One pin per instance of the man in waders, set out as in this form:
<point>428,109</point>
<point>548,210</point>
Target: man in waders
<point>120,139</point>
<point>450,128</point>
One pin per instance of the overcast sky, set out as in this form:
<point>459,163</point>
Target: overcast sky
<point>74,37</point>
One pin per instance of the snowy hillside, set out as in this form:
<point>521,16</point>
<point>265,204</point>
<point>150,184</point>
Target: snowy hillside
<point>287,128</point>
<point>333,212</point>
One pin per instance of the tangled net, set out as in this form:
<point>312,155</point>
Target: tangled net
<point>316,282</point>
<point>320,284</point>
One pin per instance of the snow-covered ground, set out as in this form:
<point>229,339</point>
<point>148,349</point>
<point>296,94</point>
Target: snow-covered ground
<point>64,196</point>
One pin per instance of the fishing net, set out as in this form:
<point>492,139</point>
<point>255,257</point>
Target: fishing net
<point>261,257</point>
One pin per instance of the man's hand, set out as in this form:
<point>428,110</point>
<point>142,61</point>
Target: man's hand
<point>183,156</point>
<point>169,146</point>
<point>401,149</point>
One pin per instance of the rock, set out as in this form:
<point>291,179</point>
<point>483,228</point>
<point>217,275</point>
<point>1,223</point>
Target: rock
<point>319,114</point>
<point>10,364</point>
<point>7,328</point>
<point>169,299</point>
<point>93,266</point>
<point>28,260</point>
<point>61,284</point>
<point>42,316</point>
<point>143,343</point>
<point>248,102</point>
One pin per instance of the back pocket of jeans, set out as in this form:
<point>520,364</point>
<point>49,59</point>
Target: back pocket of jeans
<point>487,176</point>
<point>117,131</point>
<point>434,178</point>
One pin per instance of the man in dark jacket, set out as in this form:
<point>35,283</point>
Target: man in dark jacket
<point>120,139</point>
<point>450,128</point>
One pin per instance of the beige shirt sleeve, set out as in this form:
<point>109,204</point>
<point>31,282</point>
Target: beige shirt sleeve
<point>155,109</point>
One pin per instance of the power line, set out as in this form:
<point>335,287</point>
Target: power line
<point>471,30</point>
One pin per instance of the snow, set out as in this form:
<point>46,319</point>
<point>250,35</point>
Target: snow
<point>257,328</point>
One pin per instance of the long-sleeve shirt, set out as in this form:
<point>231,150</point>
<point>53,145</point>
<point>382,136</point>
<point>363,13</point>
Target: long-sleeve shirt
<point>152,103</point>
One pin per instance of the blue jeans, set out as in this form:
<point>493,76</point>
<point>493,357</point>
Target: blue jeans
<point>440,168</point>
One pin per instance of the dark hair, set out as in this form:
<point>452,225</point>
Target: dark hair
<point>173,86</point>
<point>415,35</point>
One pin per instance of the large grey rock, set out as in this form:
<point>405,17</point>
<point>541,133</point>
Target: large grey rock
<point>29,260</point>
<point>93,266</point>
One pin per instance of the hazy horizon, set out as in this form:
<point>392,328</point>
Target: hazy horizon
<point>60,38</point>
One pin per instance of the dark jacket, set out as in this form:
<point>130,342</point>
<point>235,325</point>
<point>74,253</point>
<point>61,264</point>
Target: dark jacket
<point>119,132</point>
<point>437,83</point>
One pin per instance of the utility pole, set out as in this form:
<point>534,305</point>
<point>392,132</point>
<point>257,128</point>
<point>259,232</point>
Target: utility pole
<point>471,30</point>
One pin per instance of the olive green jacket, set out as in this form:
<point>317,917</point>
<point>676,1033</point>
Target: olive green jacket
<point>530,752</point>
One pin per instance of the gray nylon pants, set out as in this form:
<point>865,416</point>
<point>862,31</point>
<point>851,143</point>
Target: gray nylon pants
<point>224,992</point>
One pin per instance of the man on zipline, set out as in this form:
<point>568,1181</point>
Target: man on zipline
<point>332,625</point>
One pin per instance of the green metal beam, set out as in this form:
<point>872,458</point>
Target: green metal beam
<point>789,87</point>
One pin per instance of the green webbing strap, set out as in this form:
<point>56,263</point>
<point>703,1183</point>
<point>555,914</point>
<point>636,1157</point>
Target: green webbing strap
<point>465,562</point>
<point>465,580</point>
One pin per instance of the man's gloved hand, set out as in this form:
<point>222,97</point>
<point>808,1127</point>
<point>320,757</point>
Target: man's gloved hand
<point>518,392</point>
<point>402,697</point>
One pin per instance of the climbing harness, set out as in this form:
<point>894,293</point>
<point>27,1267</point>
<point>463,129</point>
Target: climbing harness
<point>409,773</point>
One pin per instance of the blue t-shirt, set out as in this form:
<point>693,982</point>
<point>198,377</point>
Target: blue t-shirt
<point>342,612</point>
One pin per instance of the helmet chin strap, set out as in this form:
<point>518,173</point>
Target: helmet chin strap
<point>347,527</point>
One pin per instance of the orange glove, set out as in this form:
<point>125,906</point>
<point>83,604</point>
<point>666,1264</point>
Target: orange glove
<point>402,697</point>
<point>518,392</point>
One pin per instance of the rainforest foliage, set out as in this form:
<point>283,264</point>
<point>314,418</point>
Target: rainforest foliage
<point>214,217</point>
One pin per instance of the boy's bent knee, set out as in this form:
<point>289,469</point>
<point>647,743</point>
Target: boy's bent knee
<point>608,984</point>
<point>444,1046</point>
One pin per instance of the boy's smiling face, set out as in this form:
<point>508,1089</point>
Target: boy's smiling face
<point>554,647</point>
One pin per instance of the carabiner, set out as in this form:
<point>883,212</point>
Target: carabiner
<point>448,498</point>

[WHAT IS ASKED] Reproduce the records unchanged, starting at the line that contains "One pin per instance of the climbing" and continuing through the last line of the records.

[OUTPUT FOR THIS TASK]
One pin per instance of the climbing harness, set out as in this form:
<point>894,293</point>
<point>27,1267</point>
<point>463,129</point>
Target: climbing harness
<point>409,773</point>
One pin per instance of the blue t-shirt, set out as in this form:
<point>693,982</point>
<point>198,377</point>
Target: blue t-shirt
<point>342,612</point>
One pin per instance of the helmet chin strap, set out as in this form:
<point>518,173</point>
Target: helmet chin strap
<point>347,527</point>
One pin per instance of the orange glove, set out as in this form:
<point>125,906</point>
<point>83,604</point>
<point>666,1264</point>
Target: orange glove
<point>402,697</point>
<point>518,392</point>
One pin per instance of the rainforest foliage, set out as in this form:
<point>283,264</point>
<point>314,418</point>
Target: rainforest foliage
<point>214,217</point>
One pin per instance of the boy's bent knee, set out as in this form:
<point>289,469</point>
<point>647,743</point>
Target: boy's bent knee
<point>608,984</point>
<point>444,1046</point>
One pin per instance of the boy's smiling face, set out as in this form:
<point>508,1089</point>
Target: boy's smiling face
<point>554,647</point>
One pin per instance of the carabiner, set out as in this form:
<point>883,212</point>
Target: carabiner
<point>448,498</point>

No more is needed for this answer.